(Dataset entries)

────────────────────

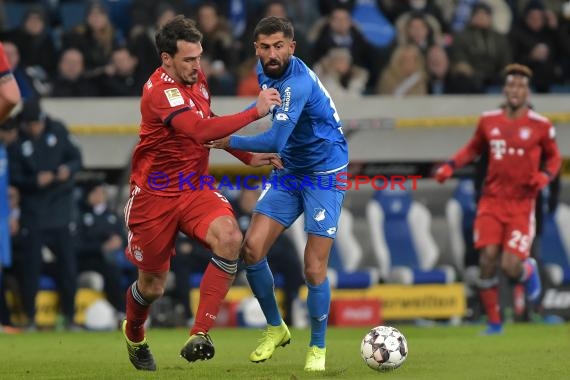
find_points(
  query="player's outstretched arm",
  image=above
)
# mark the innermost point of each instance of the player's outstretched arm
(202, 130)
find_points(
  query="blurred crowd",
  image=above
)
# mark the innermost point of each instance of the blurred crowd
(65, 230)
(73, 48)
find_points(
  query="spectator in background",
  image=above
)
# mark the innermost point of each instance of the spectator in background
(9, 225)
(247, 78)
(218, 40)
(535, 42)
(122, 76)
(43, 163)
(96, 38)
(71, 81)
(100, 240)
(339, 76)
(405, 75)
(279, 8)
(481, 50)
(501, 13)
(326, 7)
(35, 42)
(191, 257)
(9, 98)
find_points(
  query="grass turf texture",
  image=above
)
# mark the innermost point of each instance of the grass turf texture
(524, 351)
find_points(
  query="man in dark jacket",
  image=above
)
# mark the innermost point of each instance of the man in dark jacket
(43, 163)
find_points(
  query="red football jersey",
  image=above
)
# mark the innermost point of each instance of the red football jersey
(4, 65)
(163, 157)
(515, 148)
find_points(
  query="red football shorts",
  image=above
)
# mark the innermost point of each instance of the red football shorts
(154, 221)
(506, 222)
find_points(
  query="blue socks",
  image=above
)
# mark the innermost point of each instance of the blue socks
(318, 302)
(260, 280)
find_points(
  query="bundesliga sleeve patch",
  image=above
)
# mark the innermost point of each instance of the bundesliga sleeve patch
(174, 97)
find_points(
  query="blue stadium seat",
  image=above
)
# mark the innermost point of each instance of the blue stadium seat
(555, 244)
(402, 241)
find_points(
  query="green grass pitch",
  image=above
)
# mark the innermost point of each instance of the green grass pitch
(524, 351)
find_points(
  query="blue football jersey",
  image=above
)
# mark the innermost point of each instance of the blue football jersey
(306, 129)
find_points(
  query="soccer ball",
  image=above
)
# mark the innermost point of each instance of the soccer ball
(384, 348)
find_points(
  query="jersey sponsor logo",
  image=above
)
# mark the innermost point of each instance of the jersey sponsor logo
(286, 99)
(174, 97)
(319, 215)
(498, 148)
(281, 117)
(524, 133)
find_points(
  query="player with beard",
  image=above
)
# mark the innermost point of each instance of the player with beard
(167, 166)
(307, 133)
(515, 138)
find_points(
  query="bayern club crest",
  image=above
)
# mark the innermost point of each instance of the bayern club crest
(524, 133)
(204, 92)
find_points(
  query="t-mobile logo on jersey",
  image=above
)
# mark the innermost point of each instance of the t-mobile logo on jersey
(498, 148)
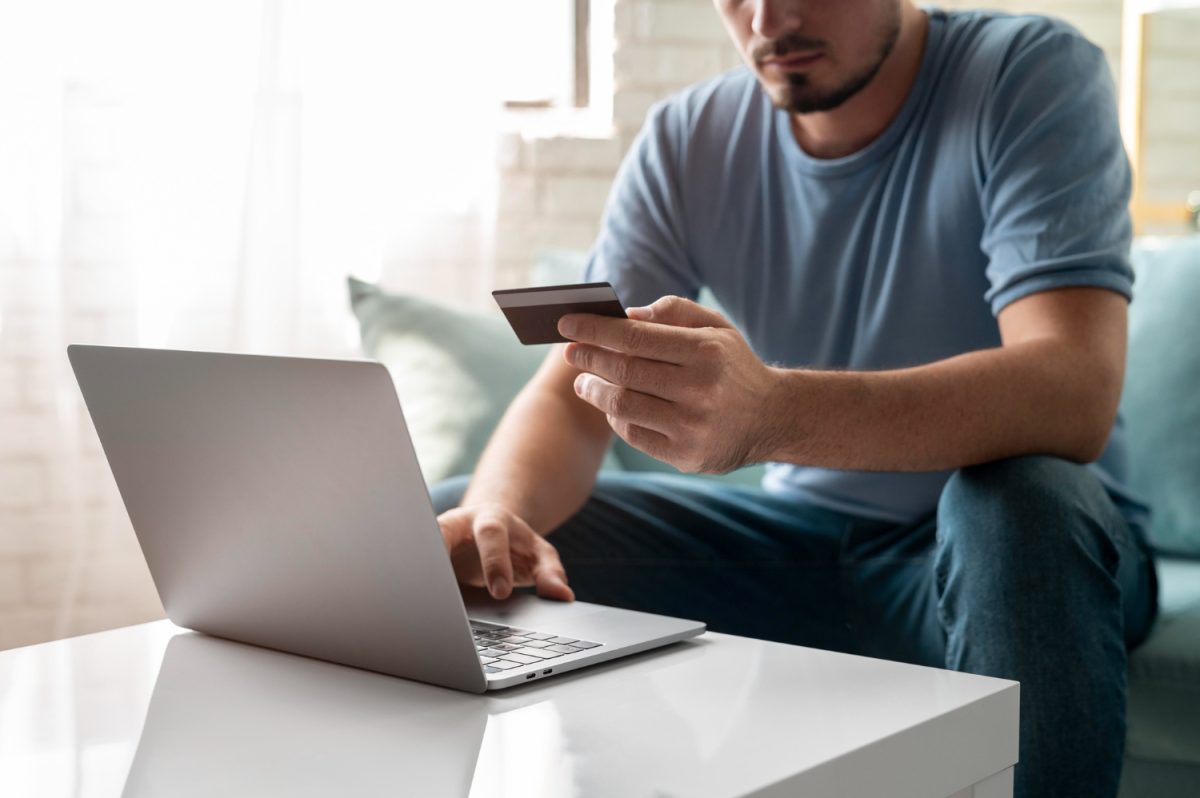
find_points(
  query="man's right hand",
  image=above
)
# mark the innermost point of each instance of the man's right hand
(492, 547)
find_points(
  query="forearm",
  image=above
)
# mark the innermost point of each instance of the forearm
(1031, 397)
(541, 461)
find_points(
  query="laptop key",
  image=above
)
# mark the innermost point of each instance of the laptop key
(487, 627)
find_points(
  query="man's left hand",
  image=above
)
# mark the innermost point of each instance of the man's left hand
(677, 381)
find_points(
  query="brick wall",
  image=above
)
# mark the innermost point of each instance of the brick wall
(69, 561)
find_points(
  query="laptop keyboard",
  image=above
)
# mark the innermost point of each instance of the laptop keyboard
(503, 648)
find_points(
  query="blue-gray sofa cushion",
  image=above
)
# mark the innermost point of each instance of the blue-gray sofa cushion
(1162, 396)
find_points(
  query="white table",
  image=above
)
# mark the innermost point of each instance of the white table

────────────────────

WHAT YOU SHOULD DO ▸
Each of the records above needs to be transcribed exactly, apart from its pictures.

TASK RESULT ▸
find_points(
  query="player's outstretched arm",
  image=above
)
# mark the innermost point of each instance of the player's outstretched arm
(202, 130)
find_points(
  query="blurred crowd",
  image=above
)
# mark the innermost point of each instance of the blurred crowd
(65, 230)
(73, 48)
find_points(
  query="spectator in background",
  image=above
)
# mark the innermost point of each instance of the spectator in background
(9, 225)
(247, 78)
(218, 40)
(535, 42)
(122, 76)
(43, 163)
(96, 38)
(71, 81)
(100, 240)
(339, 76)
(405, 75)
(279, 8)
(481, 50)
(501, 13)
(326, 7)
(35, 42)
(191, 257)
(9, 98)
find_points(
  query="grass turf texture",
  image=above
)
# mark the innermost point of each instance of the grass turf texture
(524, 351)
find_points(
  query="man in dark jacket",
  image=above
)
# mark the innermost point of each instance of the man in dark jacket
(43, 163)
find_points(
  query="red football jersey",
  image=above
)
# mark the innermost point of each instance of the red football jersey
(4, 65)
(163, 157)
(515, 148)
find_points(
  query="red football shorts",
  image=above
)
# mark the innermost point of each instance of the red football shorts
(154, 221)
(506, 222)
find_points(
  query="blue socks",
  image=above
)
# mark the innermost point of each instance of the blue socks
(318, 302)
(260, 280)
find_points(
  query="bundesliga sleeve patch",
  image=above
)
# mark the innermost point of each instance of the bundesliga sleeve patch
(174, 97)
find_points(
  query="blue stadium seat",
  image=above
)
# mark the innermost point of each instance of the blue stadium seat
(555, 244)
(402, 241)
find_points(
  query="green grass pitch",
  image=above
)
# mark the innermost point of each instance of the green grass pitch
(524, 351)
find_points(
  query="blue football jersey",
  image=above
)
# mark the innermost point of each instance of the blue football jersey
(306, 129)
find_points(
  query="soccer ball",
  image=above
)
# mark the innermost point of each instance of the soccer ball
(384, 348)
find_points(
  query="jersey sponsor logo",
  image=above
)
# mark the innermost point of each instance of the jersey sponsor logo
(286, 99)
(174, 97)
(319, 215)
(498, 148)
(281, 117)
(524, 133)
find_points(
  query="player with beard",
  image=above
)
# mark the innermost point of each instance of the player with beard
(167, 166)
(307, 133)
(515, 138)
find_points(
  query="bayern club crest",
  image=above
)
# mark the innermost point of each instance of the bayern club crest
(524, 133)
(204, 92)
find_points(
  query="t-mobile logo on jersey",
  image=above
)
# mark the innermost point of each instance of the t-mobile logo on jersey
(498, 148)
find_points(
  query="man's right hand",
  image=above
)
# mark the innermost point of each instance of the man's right hand
(492, 547)
find_points(
  query="forearm",
  image=above
)
# mark the innermost point of each instance of the forearm
(1031, 397)
(541, 461)
find_points(
  query="laptop key",
  image=above
)
# mark the innermost point of each instance of the laptop key
(487, 627)
find_points(
  query="man's left hand",
  image=above
)
# mark the innermost point of each instance of the man's left hand
(677, 381)
find_points(
  query="brick wall",
  image=above
)
# mark the innermost point of each instance of the brick wall
(69, 561)
find_points(
  query="laptop keyboard",
  image=above
)
# mark the innermost point of each instance of the laptop keyboard
(503, 648)
find_points(
  query="blue-gray sofa cushion",
  image=above
)
# mark the innermost point of each instance of the blue-gray sofa cushion
(1162, 396)
find_points(
  query="white table",
  image=above
)
# mark the innermost point of each instance of the white table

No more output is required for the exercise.